> PAGE EXTRACT:
==*==
There's always that ambiguity, when discussing clunky preaching, where it creates an artificial sense of agreement between those bothered by the form and those bothered by the meaning. I remember being one of the few to dislike the "Dead poet society" movie, because it felt cheap and manipulative in form, and then being shocked by the discovery of people who also disliked it but because of its apology of subversion (in their eyes, the strict school order represented the "good guys"). Being heavy-handed, being a bad metaphor, is one thing, but I'll always distinguish it from being a bad message.
That being said,
LootHunter: Too many efforts put for the show to be non-offensive for "vilnerable" groups, that no resources left for making stories actually interesting.
That's more or less what I've felt lately. A couple of days ago, I had started writing for this very thread :
"I came to the conclusion that gender is too much of a stake both for conservatives and for progressives. Of course you have the conservative twats who start crying that they detest a show as soon as they feel deprived of one more testosteroney role-model, but on the other side you have the progressive ones who, once they've managed to switch a character's gender, consider they grand work done, their brilliant pitch written, and are all baffled when people ask about the rest of the script. As if their grand revolutionary idea was self-sufficient, and the rest could be ad-libbed (ghostbusters) or jolted on a napkin between two burps (doctor who).
Heads-up to pseudo-feminist writers : If the act of selecting a different gender already drains all your creative energy, if it gives you alone such an early sense of self-satisfation, then maybe you're not fetishizing gender less than reactionaries do."
Then I decided to not post it, because it felt too antagonizing (towards everybody). And also because it was focusing too much on this gender issue as an indirect explanation of the season's weakness (in all fairness, it may be a purely coincidental sloppiness). But, deep down, I do get the growing impression that gender swap is used as a self-sufficient pitch in the same way as a shootout idea in a Tarantino movie (just watched, again, the promisingly intricate plot of "Hateful eight" being dismissed mid-movie in favor of cool looking brainsplosion galore) or a monster of the week in X-Files. To be fair, Doctor Who has also been guilty of half-arsed throw-a-pitch-for-its-own-sake episodes, reducing the plot itself to a sprint towards some magical reset button, but here it's as if the pitch had replaced the whole season.
And it's not even a pitch. Gender swapping shouldn't even be "a thing" (just like respecting minorities shouldn't drain energy). So much that I wonder if I'm not, ironically, the one making it "a thing" by giving it such a causal responsability. In a way, I hope so.
==*==
> DATA EXCERPTS:
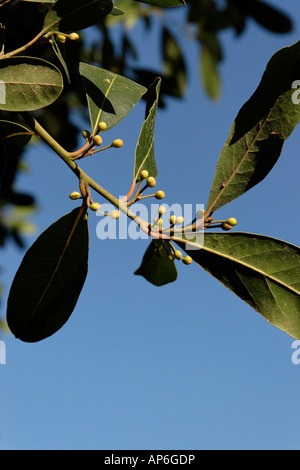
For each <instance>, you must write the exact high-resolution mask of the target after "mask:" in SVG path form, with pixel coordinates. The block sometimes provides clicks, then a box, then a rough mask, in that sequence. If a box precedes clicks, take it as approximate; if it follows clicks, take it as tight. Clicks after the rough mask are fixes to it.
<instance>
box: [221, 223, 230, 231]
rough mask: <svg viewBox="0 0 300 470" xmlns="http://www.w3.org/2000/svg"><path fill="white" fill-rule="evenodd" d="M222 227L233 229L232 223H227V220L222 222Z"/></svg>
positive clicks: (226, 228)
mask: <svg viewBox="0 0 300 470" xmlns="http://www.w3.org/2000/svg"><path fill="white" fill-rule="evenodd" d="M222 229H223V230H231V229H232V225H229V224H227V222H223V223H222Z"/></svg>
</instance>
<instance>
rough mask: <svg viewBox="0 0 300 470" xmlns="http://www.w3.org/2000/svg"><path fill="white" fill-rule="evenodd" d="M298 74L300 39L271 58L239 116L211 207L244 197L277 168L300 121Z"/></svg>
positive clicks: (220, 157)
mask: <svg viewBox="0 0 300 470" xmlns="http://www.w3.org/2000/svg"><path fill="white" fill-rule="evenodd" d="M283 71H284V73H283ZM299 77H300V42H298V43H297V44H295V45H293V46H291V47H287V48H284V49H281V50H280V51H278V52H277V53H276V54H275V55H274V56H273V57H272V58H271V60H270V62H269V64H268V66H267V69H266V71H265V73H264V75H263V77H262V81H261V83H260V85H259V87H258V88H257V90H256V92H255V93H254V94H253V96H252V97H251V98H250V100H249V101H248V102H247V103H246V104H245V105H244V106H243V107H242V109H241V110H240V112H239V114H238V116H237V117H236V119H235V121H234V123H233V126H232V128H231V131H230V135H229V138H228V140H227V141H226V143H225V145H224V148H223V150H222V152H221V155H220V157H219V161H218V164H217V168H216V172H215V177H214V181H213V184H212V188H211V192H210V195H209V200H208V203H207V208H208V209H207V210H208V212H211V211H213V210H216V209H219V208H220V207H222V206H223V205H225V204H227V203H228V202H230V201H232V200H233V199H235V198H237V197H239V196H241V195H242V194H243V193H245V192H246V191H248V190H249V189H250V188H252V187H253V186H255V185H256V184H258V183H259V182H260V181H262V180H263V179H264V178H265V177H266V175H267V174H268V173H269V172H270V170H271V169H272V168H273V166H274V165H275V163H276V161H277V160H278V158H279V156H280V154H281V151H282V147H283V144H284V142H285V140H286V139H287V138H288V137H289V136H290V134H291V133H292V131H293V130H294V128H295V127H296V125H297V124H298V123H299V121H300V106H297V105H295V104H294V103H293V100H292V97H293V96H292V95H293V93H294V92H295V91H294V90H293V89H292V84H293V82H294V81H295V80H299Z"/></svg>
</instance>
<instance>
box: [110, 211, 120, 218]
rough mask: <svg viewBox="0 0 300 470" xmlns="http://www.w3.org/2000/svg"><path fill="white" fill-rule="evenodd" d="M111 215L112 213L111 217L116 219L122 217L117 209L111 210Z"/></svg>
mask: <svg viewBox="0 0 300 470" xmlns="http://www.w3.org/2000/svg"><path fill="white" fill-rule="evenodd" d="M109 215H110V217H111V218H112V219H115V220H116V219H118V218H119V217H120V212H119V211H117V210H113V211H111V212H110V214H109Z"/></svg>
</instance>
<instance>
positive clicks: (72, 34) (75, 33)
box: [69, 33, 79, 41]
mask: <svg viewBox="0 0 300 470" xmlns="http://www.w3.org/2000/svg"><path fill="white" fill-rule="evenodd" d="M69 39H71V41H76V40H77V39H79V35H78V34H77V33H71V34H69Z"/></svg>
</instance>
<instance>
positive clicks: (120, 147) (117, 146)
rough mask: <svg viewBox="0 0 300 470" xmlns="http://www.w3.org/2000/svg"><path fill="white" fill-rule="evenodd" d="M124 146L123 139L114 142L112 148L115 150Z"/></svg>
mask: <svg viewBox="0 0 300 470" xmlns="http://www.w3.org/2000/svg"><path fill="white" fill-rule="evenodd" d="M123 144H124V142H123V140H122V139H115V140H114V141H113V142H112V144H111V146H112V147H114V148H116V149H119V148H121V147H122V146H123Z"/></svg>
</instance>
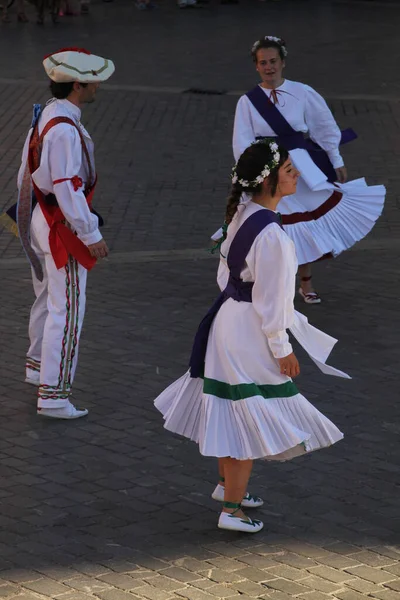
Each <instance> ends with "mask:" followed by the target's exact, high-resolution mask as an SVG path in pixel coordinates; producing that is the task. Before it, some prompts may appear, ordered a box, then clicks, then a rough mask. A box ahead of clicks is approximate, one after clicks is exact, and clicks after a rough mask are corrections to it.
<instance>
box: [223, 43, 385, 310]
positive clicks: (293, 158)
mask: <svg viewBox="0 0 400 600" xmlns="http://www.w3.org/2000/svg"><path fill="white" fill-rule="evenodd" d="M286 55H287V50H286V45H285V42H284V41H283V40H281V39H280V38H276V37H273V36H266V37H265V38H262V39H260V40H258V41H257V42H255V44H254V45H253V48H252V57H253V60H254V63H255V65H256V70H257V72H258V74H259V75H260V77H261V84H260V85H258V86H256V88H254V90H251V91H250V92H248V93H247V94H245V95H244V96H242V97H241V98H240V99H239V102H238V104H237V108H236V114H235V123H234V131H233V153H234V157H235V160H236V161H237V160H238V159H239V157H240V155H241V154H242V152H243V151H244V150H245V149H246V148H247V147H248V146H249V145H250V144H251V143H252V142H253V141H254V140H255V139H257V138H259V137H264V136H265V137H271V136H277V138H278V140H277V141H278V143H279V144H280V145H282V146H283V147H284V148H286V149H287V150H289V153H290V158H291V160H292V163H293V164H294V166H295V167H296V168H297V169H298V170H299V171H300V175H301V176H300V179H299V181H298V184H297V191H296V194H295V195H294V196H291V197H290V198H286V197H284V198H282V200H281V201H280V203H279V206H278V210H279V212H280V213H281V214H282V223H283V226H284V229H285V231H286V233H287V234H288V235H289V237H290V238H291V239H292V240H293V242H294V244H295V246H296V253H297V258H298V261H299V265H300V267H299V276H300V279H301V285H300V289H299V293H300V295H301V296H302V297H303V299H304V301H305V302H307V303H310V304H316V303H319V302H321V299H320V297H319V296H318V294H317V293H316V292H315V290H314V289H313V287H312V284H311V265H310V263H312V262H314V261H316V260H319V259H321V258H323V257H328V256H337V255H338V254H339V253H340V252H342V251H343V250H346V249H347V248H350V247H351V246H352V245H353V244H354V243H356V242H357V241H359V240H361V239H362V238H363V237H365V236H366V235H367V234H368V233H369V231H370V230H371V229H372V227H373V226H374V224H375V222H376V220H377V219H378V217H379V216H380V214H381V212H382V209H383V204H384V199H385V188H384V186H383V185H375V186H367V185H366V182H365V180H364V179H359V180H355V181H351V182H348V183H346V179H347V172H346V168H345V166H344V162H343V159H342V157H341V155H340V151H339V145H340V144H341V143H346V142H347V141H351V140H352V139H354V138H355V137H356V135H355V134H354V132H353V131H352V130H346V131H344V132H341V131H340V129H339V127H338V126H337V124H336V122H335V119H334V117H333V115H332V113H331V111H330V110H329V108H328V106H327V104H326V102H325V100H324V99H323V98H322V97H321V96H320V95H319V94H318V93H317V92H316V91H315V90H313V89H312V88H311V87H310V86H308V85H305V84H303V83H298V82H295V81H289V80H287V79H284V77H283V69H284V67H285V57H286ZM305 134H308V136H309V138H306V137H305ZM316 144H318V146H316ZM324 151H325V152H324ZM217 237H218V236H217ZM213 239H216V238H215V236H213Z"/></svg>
==*==
> TASK PROMPT:
Copy out the forum post about gender swapping word for word, from "That's more or" to "burps (doctor who).".

> TASK ANSWER:
That's more or less what I've felt lately. A couple of days ago, I had started writing for this very thread :
"I came to the conclusion that gender is too much of a stake both for conservatives and for progressives. Of course you have the conservative twats who start crying that they detest a show as soon as they feel deprived of one more testosteroney role-model, but on the other side you have the progressive ones who, once they've managed to switch a character's gender, consider they grand work done, their brilliant pitch written, and are all baffled when people ask about the rest of the script. As if their grand revolutionary idea was self-sufficient, and the rest could be ad-libbed (ghostbusters) or jolted on a napkin between two burps (doctor who).